# Required action
Please return the full listing below without altering anything.
§
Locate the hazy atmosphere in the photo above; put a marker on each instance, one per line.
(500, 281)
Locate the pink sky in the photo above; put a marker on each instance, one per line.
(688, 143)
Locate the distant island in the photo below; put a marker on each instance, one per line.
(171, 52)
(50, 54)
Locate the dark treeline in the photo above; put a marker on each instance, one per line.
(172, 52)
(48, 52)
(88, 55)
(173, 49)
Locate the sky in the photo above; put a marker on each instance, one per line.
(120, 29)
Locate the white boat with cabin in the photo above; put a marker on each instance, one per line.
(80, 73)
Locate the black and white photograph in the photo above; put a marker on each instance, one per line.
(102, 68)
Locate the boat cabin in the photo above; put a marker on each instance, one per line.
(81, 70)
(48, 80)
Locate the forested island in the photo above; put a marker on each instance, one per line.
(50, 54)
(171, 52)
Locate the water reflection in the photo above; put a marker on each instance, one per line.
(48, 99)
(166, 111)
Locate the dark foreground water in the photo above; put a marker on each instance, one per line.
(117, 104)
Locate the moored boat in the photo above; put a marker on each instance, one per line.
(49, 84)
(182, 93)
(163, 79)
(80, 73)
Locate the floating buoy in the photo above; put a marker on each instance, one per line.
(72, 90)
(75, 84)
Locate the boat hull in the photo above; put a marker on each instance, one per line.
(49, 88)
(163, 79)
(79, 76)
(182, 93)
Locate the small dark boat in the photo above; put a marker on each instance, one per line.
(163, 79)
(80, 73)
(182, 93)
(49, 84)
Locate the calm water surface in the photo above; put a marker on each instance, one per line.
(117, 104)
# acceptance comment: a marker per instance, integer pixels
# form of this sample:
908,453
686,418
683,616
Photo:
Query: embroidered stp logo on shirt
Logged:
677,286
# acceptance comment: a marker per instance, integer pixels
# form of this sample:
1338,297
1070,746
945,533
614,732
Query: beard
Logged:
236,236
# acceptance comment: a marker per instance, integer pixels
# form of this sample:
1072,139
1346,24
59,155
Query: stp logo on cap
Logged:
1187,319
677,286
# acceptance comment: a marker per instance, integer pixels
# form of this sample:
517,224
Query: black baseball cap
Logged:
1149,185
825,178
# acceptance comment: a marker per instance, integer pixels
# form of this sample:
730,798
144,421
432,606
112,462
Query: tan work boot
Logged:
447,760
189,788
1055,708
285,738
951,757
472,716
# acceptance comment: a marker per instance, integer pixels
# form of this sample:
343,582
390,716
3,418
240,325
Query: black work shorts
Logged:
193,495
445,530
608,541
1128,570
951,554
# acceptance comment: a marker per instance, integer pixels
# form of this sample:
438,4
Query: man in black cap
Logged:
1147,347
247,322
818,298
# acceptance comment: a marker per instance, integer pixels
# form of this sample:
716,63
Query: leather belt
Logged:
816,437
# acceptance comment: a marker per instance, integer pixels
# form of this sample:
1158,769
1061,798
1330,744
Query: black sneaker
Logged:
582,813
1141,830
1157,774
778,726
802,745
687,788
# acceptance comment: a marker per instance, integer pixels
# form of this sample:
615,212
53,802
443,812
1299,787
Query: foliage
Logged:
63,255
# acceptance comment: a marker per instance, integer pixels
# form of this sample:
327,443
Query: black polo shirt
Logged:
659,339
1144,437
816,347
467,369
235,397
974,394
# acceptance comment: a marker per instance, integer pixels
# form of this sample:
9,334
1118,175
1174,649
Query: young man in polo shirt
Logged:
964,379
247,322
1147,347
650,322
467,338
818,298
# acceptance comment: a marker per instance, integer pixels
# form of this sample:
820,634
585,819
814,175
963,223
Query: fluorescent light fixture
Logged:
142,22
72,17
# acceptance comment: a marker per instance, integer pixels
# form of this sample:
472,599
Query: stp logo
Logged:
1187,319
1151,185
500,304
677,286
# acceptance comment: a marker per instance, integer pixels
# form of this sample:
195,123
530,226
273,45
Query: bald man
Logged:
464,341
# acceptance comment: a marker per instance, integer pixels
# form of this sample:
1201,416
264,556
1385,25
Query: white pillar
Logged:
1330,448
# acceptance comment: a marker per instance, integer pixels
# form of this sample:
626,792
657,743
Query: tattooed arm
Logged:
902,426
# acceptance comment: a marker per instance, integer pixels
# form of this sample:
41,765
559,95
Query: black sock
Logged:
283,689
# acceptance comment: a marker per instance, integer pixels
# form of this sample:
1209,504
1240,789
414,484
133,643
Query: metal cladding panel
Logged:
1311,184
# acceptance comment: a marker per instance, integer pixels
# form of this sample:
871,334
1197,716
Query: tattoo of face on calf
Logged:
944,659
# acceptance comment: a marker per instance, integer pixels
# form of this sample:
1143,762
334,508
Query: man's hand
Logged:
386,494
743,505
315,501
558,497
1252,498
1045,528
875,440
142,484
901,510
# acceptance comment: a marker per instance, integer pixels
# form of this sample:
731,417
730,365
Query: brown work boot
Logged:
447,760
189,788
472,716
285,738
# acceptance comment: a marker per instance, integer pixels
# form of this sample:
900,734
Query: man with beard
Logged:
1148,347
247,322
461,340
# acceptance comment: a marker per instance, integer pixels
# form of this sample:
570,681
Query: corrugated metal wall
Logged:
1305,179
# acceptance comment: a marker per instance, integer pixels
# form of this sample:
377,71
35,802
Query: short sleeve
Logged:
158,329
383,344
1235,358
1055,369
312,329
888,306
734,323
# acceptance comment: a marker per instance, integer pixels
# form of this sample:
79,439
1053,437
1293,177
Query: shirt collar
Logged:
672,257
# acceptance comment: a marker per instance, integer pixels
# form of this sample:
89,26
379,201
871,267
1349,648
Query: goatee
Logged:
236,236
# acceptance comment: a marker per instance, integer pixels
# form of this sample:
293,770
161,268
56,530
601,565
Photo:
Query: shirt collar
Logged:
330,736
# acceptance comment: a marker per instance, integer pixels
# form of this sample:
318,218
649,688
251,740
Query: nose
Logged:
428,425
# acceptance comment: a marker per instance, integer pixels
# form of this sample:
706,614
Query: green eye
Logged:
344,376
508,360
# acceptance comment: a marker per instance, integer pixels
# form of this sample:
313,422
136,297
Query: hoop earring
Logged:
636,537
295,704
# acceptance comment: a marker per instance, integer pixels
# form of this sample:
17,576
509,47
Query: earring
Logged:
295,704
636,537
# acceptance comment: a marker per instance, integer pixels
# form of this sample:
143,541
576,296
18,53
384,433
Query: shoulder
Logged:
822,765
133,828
§
# Task result
Locate the hazy atmosphere in the photo above; put a marker on each instance, one per line.
(500, 281)
Locate the pink sky in the photo above; put a marker on each instance, one per line.
(688, 143)
Locate the distant island in the photo below; put a marker on each instance, one per line.
(171, 52)
(50, 54)
Locate the dark treeline in the photo above; put a marker on each instance, one per line.
(172, 52)
(48, 52)
(88, 55)
(173, 49)
Locate the sky in the photo above; put a marker on each instance, one per line.
(120, 29)
Locate the white boat with cabin in the photo above; put a marker on each instance, one per line.
(80, 73)
Locate the black and white photograph in the photo above; put a marker on each instance, one per line.
(102, 68)
Locate the boat cabin in the photo above; put a marker on each instance, one per line.
(81, 70)
(48, 80)
Locate the forested island in the photo above; put a marker on each instance, one per line.
(50, 54)
(171, 52)
Locate the water reflection in the photo above; put a marker on each instance, one per line.
(48, 99)
(166, 111)
Locate the dark foreground water in the photo above; put a marker on each instance, one per line.
(117, 104)
Locate the moored boat in the photo above; put a marker on each instance, one per line.
(49, 84)
(182, 93)
(163, 79)
(80, 73)
Locate the floating buoy in the photo above; put a marker on each instance, one per line.
(72, 90)
(75, 84)
Locate the boat hull in the photo above; put a marker on each instance, one per line.
(49, 88)
(163, 79)
(79, 76)
(182, 93)
Locate the small dark boat in the photo above; put a marker on each instance, one per line.
(163, 79)
(80, 73)
(182, 93)
(49, 84)
Locate the calm water surface in the photo above; put a marker on each instance, one per line.
(117, 104)
# acceptance comment: a marker per instance, integer pixels
# form of this sample:
908,453
686,418
683,616
Photo:
Query: embroidered stp logo on shirt
Logged:
677,286
# acceptance comment: a marker per instance, integer pixels
# form of this sample:
1338,297
1070,746
945,533
614,732
Query: beard
Logged:
236,236
# acceptance comment: a marker per instance, integer pixels
# form of this sample:
1072,139
1346,24
59,155
Query: stp logo on cap
Logged:
1187,319
677,286
# acceptance comment: a marker per instance, integer pixels
# form of this sample:
517,224
Query: black baseball cap
Logged:
1149,185
825,178
# acceptance comment: a marker per instance, integer pixels
# form of this sample:
730,798
144,421
432,606
112,462
Query: tan work boot
Logged:
447,760
189,788
1055,708
285,738
951,757
472,716
# acceptance comment: a marker per instance, integer pixels
# form of this sample:
343,582
390,716
3,418
240,325
Query: black work shorts
Logged:
193,495
445,530
608,541
1128,570
951,554
# acceptance comment: a marker per instance, integer pixels
# form of this sample:
438,4
Query: man in black cap
Logged:
1147,347
247,322
818,298
# acceptance comment: a marker per instance, integer pixels
# form of this sample:
716,63
Query: leather belt
Logged:
816,437
# acceptance comment: a marker per instance, integer pixels
# form of this sample:
1158,769
1061,798
1330,744
Query: black sneaker
Logged:
582,813
1141,830
1157,774
778,726
802,745
687,788
# acceptance comment: a marker per instance, integer pixels
# form of this sample:
615,212
53,802
443,812
1299,787
Query: foliage
Logged:
63,255
# acceptance comment: a marker per instance, integer pixels
# form of this sample:
327,443
Query: black polo shirt
Logged:
659,339
1144,437
816,347
467,369
235,397
974,394
# acceptance comment: a marker per instance, integer pixels
# form of this sample:
9,334
1118,175
1174,649
Query: young man in polo shirt
Logged:
964,379
247,322
1147,347
650,322
467,338
818,298
# acceptance comment: a marker per instance, integer pixels
# form of this sample:
820,634
585,819
814,175
963,223
Query: fluorescent light fixture
Logged:
142,22
72,17
# acceptance comment: a marker per instance, integer pixels
# form of this sample:
472,599
Query: stp logo
Logged:
1187,319
1151,185
500,304
677,286
# acceptance comment: a marker per instance, integer pixels
# form of this sample:
195,123
530,226
273,45
Query: bald man
Logged:
464,341
# acceptance comment: a marker per instance, integer pixels
# form of this sample:
1201,416
264,556
1385,25
Query: white pillar
Logged:
1330,448
# acceptance comment: a marker per instance, integer pixels
# form of this sample:
626,792
657,743
Query: tattooed arm
Logged:
902,426
# acceptance comment: a marker per instance, integer pixels
# form of this sample:
41,765
559,95
Query: black sock
Logged:
283,689
# acceptance comment: a marker per instance, integer pixels
# form of this sample:
1209,504
1240,789
414,484
133,643
Query: metal cladding panel
Logged:
1311,184
# acceptance comment: a marker per instance, integer pixels
# form of this sample:
871,334
1197,716
Query: tattoo of face on calf
Logged:
944,659
# acceptance comment: a marker per instance, integer pixels
# form of this sample:
1143,762
334,508
Query: man's hand
Logged:
386,494
743,505
315,501
558,497
1252,498
1045,528
875,440
142,484
901,510
# acceptance comment: a marker per instance, integer pixels
# form of this sample:
731,417
730,365
Query: brown work boot
Logged:
447,760
189,788
472,716
285,738
# acceptance comment: a marker per instance, integer pixels
# form of this sample:
900,734
Query: man with beard
Logged:
1148,347
247,322
461,340
# acceptance comment: a marker per instance, integer pixels
# form of this sample:
570,681
Query: corrugated metal wall
Logged:
1305,179
# acceptance comment: a marker per instance, integer pixels
# form of this sample:
377,71
35,802
Query: short sleeve
Logged:
158,329
383,344
1235,358
1055,369
312,329
888,306
734,323
# acceptance comment: a marker per instance, integer pixels
# form of this sample:
79,439
1053,437
1293,177
Query: shirt collar
Logged:
672,257
# acceptance comment: a marker per instance, integer pixels
# form of this sample:
89,26
379,201
871,267
1349,648
Query: goatee
Logged:
236,236
# acceptance comment: a marker per instance, integer pixels
# form of this sample:
293,770
161,268
56,530
601,565
Photo:
Query: shirt collar
Logged:
330,736
# acceptance comment: a marker per instance, integer pixels
# form of this sample:
318,218
649,688
251,740
Query: nose
Logged:
428,425
# acceptance comment: a marker per instance, integer pixels
# form of this sample:
706,614
Query: green eye
Logged:
344,376
508,360
# acceptance comment: a marker per instance, integer pixels
# form of this sample:
313,422
136,297
Query: hoop earring
Logged:
636,537
295,704
# acceptance comment: a marker per instance, integer pixels
# form of this sample:
17,576
509,47
Query: earring
Logged:
295,704
636,537
# acceptance comment: a marker per instance, integer pixels
# form of this sample:
143,541
576,296
18,53
384,433
Query: shoulder
Logged:
822,765
133,828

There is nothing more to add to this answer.